__Exercise description__. Copy out exactly every line from the line containing "If you could mark the distant" until the records below end, inclusive of both boundary lines.

__Provided entries__.
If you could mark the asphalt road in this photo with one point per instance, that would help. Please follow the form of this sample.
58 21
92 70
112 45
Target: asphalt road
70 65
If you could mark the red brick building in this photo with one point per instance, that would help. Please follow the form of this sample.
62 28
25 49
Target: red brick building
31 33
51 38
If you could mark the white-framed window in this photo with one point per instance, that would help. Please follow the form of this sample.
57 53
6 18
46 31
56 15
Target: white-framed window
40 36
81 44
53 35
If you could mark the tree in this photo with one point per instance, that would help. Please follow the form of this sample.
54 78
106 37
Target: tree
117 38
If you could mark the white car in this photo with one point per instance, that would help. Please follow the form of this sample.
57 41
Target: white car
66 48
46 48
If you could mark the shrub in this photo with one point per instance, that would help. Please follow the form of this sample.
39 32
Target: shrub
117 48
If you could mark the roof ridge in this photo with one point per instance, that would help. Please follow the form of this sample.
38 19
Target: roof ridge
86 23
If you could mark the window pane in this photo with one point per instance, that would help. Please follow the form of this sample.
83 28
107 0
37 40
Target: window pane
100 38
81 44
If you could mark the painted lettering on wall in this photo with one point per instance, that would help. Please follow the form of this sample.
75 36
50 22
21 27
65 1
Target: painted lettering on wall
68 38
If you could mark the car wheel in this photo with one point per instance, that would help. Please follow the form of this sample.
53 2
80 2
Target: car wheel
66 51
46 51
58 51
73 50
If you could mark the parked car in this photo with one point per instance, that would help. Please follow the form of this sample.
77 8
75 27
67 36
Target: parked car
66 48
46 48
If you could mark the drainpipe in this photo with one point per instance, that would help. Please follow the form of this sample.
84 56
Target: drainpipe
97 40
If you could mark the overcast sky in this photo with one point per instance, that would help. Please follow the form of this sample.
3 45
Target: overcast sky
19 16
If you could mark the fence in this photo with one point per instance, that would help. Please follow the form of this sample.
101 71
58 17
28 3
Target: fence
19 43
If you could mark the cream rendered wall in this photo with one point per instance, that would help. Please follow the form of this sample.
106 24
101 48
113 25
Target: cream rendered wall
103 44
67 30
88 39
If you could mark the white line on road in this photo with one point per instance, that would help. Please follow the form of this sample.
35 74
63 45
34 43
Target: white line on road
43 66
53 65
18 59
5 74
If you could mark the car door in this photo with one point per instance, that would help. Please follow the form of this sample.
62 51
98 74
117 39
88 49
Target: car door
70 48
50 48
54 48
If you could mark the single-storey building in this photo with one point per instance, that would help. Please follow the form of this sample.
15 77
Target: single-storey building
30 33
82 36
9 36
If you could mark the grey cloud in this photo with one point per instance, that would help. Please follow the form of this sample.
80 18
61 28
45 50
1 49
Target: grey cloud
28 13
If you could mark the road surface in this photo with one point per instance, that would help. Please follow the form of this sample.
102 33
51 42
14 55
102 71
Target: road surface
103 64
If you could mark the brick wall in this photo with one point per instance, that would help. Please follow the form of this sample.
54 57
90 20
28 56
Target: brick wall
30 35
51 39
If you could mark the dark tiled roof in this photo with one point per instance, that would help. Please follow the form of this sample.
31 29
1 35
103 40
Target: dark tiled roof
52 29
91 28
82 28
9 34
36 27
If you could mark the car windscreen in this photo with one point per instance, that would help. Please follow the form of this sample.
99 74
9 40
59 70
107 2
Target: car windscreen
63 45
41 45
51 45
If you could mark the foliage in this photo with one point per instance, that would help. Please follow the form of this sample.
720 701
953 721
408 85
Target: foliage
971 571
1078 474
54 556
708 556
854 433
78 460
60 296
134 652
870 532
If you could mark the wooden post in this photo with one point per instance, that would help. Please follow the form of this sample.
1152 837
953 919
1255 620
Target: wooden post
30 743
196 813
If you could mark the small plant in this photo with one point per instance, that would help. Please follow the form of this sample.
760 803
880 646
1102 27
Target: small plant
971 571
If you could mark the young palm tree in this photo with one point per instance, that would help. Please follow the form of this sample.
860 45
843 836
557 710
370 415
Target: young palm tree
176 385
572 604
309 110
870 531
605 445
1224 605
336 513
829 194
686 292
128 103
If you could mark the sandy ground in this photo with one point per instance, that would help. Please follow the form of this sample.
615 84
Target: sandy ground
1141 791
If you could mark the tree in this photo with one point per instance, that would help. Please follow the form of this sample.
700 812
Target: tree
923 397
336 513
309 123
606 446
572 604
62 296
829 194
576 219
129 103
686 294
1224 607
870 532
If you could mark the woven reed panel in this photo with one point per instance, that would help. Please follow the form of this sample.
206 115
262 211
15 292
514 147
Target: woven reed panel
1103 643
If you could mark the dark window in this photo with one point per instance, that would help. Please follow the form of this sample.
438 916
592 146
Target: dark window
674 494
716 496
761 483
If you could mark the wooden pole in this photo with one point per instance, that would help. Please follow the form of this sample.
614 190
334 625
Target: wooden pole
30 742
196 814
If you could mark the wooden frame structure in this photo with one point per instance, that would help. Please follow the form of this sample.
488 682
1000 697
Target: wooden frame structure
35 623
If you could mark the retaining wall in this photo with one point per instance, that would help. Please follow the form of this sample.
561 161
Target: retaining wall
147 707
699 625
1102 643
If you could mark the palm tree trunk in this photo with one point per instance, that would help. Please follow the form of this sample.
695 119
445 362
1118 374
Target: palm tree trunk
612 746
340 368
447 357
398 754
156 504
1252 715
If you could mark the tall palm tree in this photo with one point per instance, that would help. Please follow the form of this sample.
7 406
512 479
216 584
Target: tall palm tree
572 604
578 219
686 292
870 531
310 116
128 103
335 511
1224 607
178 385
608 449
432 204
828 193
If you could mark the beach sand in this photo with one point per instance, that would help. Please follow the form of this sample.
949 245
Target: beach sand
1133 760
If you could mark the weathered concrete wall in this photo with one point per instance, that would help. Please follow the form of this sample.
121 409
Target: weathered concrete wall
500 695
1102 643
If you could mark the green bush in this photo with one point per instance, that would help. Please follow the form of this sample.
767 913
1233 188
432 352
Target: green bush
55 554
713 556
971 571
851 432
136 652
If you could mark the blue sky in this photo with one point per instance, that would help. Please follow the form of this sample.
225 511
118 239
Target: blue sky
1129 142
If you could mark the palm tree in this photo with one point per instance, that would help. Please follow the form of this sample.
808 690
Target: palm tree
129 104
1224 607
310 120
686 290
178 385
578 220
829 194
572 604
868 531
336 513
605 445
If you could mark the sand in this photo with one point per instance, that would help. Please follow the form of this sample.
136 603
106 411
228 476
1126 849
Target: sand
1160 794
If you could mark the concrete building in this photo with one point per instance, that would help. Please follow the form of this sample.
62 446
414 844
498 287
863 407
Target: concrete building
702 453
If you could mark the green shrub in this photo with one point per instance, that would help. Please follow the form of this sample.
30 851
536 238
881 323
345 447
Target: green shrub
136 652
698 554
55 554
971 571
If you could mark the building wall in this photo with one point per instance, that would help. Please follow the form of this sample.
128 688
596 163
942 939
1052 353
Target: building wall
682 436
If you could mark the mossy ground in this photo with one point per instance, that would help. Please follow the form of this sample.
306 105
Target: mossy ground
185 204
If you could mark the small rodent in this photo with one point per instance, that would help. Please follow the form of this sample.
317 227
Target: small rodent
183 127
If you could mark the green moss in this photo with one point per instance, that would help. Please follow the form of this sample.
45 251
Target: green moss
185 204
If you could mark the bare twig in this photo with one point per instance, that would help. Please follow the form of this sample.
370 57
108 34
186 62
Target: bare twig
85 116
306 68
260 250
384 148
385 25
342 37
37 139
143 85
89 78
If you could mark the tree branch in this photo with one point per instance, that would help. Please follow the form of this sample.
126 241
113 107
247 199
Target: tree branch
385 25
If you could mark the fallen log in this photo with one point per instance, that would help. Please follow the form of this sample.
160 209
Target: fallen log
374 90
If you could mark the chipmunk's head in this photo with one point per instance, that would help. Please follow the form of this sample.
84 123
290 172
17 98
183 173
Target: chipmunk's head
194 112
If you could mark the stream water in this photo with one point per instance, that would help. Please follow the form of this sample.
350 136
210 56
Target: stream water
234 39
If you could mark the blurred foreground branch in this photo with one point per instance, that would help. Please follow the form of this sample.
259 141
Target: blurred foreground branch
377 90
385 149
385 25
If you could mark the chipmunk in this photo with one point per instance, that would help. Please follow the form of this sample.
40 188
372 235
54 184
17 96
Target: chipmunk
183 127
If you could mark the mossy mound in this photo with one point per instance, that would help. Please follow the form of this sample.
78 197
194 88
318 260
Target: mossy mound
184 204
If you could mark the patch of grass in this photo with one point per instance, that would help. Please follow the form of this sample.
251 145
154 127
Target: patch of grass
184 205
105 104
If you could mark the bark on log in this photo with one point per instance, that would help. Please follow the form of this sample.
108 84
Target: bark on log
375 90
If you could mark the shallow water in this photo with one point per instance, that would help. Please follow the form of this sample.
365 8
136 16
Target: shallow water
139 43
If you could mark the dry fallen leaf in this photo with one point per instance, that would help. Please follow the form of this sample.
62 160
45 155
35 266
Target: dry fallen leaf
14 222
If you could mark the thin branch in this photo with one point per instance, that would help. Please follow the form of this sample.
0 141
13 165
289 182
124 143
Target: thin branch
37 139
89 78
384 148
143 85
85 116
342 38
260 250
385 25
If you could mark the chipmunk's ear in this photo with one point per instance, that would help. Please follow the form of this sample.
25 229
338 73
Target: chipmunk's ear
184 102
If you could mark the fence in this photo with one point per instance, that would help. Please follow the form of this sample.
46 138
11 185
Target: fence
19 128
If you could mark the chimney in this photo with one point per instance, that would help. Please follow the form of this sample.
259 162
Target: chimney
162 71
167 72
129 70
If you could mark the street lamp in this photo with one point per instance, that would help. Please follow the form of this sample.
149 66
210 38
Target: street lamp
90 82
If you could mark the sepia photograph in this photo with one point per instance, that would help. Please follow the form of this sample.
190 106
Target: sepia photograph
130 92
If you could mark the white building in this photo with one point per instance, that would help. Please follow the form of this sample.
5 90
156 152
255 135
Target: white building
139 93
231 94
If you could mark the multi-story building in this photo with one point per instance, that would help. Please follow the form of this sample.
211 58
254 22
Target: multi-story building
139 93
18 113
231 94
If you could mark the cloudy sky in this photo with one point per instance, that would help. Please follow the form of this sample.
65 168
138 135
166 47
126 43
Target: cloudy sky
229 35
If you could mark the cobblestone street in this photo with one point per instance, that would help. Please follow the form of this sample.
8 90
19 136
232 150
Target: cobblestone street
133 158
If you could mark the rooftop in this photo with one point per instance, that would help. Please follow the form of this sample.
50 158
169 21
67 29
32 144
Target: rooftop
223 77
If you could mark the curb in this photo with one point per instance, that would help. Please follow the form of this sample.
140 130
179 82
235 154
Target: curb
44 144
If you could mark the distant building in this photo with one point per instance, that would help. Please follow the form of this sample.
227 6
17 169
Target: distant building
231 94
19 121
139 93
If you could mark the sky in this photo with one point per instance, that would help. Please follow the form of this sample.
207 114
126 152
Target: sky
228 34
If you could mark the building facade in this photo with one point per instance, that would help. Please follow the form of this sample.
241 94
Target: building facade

__Final result__.
If you could mark the distant building in this photo with one point per instance, that would help. Please follow the form of this sample.
227 6
17 169
Target: distant building
231 94
19 121
139 93
If you could mark the sky in this photo with one point per instance, that would help. Please follow the form of this sample.
207 114
126 152
Target: sky
228 34
If you could mark the building facade in this photo with one point per instance, that would help. Please follow the form of this sample.
241 94
Target: building facade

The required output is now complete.